**PROBLEM TO WORK ON:**
Pick out each line of the listing below that contains the string "woman", treating uppercase and lowercase letters as different.
··· ROWS
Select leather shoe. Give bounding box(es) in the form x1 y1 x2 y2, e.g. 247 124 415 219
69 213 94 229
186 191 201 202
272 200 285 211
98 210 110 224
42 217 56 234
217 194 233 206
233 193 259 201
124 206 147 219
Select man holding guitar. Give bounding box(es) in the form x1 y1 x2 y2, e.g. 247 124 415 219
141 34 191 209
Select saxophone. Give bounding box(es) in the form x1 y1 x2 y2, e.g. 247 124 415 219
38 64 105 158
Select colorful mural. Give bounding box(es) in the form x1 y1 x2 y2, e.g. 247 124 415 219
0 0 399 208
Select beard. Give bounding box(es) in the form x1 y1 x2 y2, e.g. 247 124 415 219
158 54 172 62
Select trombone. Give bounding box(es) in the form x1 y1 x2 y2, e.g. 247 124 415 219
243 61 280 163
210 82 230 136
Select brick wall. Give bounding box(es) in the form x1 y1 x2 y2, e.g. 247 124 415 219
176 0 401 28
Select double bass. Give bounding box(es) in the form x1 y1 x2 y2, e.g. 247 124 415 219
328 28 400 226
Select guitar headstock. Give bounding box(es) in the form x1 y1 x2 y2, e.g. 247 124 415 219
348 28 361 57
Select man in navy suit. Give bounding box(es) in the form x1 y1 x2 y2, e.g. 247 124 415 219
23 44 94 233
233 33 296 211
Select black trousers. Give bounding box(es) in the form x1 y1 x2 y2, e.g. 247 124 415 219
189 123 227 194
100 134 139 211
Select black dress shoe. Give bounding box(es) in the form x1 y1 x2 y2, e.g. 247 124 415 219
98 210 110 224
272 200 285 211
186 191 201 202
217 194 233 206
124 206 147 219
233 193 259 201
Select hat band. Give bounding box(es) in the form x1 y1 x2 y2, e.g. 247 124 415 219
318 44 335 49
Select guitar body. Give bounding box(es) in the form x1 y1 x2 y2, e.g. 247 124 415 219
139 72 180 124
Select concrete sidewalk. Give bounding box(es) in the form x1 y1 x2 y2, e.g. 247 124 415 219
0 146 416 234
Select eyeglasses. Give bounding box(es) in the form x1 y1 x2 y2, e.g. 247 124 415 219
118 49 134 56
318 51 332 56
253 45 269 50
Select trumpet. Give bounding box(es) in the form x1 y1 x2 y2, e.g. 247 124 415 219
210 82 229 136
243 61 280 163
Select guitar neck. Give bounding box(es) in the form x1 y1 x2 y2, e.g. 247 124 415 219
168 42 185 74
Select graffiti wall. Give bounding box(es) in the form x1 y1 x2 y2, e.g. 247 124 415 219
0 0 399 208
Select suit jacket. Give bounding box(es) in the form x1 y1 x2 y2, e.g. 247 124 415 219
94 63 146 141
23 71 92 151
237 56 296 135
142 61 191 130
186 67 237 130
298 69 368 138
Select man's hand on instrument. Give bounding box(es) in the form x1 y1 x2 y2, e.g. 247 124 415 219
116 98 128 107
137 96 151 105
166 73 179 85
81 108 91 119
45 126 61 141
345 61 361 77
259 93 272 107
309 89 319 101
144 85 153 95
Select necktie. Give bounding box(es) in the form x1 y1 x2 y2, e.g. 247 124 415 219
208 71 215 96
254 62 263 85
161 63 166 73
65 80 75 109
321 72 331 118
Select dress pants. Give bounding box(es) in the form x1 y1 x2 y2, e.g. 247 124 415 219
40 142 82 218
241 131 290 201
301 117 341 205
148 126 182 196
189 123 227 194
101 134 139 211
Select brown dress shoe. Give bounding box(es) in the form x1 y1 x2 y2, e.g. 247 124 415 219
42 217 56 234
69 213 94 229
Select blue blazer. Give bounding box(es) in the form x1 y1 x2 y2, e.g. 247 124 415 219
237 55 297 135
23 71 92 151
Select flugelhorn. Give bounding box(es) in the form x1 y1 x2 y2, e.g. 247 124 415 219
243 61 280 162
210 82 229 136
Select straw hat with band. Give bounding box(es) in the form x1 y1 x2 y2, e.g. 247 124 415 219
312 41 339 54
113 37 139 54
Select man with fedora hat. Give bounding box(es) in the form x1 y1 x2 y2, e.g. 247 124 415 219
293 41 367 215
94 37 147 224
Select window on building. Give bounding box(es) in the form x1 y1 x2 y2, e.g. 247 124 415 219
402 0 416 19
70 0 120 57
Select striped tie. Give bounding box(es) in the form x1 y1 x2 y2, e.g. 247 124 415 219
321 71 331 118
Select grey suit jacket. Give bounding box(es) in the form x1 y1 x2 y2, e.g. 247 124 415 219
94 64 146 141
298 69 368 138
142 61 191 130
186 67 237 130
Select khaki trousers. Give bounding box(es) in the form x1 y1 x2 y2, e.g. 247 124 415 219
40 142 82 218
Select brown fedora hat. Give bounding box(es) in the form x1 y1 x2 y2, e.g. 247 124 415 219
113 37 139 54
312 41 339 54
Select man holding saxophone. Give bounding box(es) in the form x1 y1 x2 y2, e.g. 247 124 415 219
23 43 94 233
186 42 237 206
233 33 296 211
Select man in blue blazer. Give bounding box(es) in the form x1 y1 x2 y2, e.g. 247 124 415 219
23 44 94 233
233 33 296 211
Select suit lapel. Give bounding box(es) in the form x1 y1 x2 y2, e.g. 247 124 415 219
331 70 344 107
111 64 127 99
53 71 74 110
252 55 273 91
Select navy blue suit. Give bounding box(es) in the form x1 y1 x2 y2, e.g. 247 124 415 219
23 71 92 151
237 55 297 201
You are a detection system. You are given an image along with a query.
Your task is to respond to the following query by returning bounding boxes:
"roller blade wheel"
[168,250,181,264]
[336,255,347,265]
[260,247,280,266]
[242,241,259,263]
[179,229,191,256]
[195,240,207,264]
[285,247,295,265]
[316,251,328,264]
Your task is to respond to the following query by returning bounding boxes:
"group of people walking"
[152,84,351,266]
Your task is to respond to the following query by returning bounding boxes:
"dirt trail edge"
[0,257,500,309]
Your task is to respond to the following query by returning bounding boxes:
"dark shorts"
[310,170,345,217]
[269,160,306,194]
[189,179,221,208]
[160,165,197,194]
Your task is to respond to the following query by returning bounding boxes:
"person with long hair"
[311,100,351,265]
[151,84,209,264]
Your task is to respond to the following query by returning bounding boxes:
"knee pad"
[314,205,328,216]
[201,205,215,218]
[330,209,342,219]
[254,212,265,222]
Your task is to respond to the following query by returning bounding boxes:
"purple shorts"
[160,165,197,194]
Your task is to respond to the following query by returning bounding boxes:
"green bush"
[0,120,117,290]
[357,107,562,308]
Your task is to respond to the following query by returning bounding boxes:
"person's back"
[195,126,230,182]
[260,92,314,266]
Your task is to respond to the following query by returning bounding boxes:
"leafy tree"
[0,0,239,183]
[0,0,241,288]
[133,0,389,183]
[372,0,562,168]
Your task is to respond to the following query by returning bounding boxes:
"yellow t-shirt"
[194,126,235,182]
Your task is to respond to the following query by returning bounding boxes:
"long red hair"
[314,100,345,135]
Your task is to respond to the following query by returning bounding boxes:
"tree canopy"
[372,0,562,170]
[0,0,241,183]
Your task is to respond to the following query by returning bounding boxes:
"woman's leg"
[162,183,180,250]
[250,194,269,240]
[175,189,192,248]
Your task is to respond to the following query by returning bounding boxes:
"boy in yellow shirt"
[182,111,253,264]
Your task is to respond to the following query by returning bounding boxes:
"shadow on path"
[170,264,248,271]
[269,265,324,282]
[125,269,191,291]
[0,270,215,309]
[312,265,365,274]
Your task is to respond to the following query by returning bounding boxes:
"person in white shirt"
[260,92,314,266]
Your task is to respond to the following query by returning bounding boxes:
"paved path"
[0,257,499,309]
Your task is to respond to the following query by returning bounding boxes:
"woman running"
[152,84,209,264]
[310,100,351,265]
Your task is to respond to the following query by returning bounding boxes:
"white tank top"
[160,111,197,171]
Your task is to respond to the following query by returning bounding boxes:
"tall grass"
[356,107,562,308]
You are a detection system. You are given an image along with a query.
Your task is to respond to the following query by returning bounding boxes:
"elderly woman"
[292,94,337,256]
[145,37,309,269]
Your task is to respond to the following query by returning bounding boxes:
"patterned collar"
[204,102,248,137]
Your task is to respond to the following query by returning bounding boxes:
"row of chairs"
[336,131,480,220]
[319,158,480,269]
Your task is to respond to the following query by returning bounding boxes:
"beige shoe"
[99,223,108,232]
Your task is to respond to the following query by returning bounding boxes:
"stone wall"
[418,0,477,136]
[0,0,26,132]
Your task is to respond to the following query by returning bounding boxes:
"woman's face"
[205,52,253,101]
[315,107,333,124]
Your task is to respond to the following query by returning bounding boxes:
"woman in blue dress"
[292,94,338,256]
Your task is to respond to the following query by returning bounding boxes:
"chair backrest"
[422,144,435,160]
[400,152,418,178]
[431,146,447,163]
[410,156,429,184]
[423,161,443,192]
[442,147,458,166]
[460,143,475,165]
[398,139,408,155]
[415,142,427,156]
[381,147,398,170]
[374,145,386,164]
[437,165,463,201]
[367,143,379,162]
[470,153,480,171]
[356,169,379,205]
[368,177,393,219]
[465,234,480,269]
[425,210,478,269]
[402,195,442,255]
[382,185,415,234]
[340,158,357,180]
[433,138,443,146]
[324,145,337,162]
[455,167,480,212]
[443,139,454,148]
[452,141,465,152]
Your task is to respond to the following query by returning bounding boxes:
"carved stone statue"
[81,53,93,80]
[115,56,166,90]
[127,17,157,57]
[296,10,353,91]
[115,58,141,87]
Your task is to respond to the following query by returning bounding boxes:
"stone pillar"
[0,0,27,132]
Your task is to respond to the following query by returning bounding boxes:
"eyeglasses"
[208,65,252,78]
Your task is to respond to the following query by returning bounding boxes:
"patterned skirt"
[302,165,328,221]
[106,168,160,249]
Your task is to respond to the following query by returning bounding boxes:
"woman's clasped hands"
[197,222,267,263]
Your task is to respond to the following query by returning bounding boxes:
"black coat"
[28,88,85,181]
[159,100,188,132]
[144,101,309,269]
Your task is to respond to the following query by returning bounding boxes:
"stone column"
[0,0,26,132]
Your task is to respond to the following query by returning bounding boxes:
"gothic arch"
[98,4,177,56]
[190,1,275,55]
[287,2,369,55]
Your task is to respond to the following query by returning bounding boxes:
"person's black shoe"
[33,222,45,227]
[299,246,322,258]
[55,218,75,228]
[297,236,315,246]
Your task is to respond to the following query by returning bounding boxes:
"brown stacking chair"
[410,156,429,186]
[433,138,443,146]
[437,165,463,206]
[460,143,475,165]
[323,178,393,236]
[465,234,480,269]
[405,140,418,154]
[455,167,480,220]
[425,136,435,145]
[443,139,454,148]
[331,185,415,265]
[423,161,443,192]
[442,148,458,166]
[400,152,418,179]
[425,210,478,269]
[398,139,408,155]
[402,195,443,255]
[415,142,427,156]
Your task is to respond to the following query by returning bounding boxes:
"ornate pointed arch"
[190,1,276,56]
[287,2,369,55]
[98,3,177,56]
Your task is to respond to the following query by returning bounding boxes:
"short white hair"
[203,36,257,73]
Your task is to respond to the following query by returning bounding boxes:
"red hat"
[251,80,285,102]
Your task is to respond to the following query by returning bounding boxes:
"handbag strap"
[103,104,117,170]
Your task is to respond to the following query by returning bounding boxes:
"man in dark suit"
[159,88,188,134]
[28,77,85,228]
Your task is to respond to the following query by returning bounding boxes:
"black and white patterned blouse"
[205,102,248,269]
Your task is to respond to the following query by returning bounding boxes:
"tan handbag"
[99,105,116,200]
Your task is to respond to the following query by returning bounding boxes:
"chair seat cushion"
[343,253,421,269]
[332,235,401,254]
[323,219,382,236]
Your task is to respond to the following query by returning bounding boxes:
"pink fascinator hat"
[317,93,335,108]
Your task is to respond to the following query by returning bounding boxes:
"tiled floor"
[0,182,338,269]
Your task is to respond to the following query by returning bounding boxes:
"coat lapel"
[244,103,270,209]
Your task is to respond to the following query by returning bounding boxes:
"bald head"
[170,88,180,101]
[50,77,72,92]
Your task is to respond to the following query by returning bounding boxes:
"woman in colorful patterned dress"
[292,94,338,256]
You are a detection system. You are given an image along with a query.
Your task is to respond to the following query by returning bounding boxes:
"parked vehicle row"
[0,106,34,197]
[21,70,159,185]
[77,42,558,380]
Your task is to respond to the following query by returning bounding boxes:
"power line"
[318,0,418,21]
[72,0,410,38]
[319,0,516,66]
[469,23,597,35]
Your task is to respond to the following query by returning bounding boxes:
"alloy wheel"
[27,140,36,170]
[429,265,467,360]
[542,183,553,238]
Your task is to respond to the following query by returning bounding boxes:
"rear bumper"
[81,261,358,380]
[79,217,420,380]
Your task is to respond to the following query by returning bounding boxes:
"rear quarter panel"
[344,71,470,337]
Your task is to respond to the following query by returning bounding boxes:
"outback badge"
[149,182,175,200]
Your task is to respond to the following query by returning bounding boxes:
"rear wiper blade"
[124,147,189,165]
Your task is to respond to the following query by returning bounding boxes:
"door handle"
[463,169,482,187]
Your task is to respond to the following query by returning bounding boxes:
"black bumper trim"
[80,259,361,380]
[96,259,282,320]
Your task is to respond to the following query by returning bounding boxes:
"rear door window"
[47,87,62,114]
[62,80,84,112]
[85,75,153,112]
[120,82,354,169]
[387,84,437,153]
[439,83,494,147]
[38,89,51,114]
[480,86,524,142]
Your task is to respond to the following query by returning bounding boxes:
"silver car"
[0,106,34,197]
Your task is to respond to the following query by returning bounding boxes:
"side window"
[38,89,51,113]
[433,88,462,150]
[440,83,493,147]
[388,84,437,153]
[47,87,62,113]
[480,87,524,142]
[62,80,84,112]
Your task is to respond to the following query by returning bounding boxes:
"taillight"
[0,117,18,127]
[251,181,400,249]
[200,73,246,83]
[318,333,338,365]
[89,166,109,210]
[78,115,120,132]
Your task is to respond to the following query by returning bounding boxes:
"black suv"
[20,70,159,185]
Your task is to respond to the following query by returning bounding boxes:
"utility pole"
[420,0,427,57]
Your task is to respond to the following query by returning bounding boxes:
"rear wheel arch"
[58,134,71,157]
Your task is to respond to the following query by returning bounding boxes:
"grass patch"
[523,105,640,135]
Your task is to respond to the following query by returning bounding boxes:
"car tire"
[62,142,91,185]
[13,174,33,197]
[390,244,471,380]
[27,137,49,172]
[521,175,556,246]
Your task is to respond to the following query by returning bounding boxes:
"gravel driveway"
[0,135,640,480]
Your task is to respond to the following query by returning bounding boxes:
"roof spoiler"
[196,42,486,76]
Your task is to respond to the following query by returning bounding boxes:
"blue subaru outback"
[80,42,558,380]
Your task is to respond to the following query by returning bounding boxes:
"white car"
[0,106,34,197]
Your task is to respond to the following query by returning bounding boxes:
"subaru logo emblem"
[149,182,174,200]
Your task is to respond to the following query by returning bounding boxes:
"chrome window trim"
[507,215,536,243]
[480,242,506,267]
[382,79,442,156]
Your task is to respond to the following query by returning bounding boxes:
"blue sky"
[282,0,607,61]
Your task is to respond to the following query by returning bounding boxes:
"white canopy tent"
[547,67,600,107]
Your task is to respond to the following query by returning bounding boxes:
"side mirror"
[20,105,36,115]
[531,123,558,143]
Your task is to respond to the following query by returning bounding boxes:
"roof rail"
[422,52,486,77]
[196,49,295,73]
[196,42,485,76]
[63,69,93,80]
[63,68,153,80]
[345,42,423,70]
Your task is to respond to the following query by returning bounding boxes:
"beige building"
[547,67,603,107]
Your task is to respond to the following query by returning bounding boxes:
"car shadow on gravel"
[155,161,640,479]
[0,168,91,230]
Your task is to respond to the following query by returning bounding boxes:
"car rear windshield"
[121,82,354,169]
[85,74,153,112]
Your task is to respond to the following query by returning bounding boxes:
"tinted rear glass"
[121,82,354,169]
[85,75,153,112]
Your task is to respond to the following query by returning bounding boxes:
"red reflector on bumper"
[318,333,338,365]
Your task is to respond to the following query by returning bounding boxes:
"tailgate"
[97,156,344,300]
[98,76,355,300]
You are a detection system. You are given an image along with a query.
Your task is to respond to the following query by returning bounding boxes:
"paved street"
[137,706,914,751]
······
**RESULT:**
"woman's leg"
"woman running"
"elderly woman"
"woman's face"
"woman in blue dress"
"woman's clasped hands"
"woman in colorful patterned dress"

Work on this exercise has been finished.